## YOUR TASK
Please copy out the passage on education during the COVID-19 pandemic in full, word for word.

## PASSAGE
--------------------------------------------------

As the COVID-19 pandemic progresses, we cheer ourselves by thinking of future socializing in-person. We also think about returning to work or activities we love. These hopes help us through the challenges of physical distancing. Moreover, these challenges show us that we can be more flexible or more creative than we thought we could. For instance, education during the pandemic has taken new forms and new strategies for success. Many of these strategies are also practices that help schools and school boards accommodate students with disabilities. Teachers and other staff are working in new ways and supporting students in diverse circumstances. In the post-COVID-19 future, more educators may learn how student performance improves through diverse teaching strategies. Consequently, more schools and school boards may continue to use diverse teaching strategies to support students with disabilities. For example, schools and school boards may offer accessible remote learning after the COVID-19 pandemic.

--------------------------------------------------

## LISTED ENTRIES
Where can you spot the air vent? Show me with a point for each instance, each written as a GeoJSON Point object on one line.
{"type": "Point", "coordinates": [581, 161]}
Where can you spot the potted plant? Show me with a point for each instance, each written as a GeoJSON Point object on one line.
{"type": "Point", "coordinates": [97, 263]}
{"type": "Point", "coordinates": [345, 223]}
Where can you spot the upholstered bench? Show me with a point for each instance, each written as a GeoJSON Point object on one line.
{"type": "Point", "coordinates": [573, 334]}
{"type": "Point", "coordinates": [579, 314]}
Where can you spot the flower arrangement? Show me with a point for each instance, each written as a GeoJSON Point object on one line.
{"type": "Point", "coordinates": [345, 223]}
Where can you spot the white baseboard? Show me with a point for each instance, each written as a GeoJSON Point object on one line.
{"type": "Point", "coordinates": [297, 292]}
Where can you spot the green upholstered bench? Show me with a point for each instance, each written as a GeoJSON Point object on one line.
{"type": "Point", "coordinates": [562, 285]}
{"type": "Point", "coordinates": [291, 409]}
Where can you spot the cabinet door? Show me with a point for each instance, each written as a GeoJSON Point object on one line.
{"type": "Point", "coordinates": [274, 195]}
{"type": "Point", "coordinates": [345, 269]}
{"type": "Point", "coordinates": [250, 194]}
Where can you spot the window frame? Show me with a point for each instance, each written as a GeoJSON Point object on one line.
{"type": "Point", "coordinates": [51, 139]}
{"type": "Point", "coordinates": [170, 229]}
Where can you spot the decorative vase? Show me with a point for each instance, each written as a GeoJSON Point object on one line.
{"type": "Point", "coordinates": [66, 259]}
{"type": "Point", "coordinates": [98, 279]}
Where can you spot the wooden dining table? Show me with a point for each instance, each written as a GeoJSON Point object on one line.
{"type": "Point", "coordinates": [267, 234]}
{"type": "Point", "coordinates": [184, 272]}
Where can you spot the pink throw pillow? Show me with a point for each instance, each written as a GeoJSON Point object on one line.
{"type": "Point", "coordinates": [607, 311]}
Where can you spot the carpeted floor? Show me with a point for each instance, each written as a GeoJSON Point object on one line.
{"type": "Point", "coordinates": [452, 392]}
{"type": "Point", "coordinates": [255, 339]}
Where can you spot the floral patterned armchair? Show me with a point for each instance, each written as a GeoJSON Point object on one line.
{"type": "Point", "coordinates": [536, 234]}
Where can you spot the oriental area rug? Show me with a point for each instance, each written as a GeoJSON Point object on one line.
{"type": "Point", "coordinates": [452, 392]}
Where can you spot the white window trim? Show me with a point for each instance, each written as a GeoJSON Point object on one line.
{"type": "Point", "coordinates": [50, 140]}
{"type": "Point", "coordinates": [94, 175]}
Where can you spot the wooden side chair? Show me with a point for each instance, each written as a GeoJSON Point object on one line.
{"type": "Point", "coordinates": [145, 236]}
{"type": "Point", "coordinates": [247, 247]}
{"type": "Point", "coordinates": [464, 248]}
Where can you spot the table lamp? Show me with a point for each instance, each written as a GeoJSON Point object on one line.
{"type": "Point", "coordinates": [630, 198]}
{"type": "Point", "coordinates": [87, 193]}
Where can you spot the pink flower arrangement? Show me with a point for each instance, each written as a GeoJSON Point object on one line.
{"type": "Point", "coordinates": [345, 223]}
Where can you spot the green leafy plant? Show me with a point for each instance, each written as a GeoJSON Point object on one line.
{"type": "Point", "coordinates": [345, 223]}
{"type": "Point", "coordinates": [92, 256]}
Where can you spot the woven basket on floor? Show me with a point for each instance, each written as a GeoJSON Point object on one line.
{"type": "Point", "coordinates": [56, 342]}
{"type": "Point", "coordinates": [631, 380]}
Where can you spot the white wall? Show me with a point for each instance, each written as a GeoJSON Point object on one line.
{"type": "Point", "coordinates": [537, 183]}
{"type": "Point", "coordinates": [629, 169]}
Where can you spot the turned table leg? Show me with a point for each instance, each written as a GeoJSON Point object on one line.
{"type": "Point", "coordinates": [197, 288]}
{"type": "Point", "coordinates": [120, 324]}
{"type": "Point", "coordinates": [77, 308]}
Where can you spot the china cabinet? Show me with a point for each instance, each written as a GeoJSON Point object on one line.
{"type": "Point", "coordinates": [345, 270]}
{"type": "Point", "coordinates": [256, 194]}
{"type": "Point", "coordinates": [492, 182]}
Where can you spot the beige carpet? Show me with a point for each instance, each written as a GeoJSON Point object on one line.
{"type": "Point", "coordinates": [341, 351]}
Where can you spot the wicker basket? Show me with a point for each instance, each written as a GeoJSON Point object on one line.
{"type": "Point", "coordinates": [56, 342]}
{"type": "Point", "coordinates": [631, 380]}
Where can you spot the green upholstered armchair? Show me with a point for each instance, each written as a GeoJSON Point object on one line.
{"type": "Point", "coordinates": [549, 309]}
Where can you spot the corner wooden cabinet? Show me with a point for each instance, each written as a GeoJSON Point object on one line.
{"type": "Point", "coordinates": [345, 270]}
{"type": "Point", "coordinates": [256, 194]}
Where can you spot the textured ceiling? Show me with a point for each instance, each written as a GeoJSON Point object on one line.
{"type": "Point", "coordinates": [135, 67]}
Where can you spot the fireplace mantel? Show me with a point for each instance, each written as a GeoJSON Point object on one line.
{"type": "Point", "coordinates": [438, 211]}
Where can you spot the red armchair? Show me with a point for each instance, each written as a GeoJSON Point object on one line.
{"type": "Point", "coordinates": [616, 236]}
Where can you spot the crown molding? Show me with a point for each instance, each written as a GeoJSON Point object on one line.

--------------------------------------------------

## SOLUTION TO THIS EXERCISE
As the COVID-19 pandemic progresses, we cheer ourselves by thinking of future socializing in-person. We also think about returning to work or activities we love. These hopes help us through the challenges of physical distancing. Moreover, these challenges show us that we can be more flexible or more creative than we thought we could. For instance, education during the pandemic has taken new forms and new strategies for success. Many of these strategies are also practices that help schools and school boards accommodate students with disabilities. Teachers and other staff are working in new ways and supporting students in diverse circumstances. In the post-COVID-19 future, more educators may learn how student performance improves through diverse teaching strategies. Consequently, more schools and school boards may continue to use diverse teaching strategies to support students with disabilities. For example, schools and school boards may offer accessible remote learning after the COVID-19 pandemic.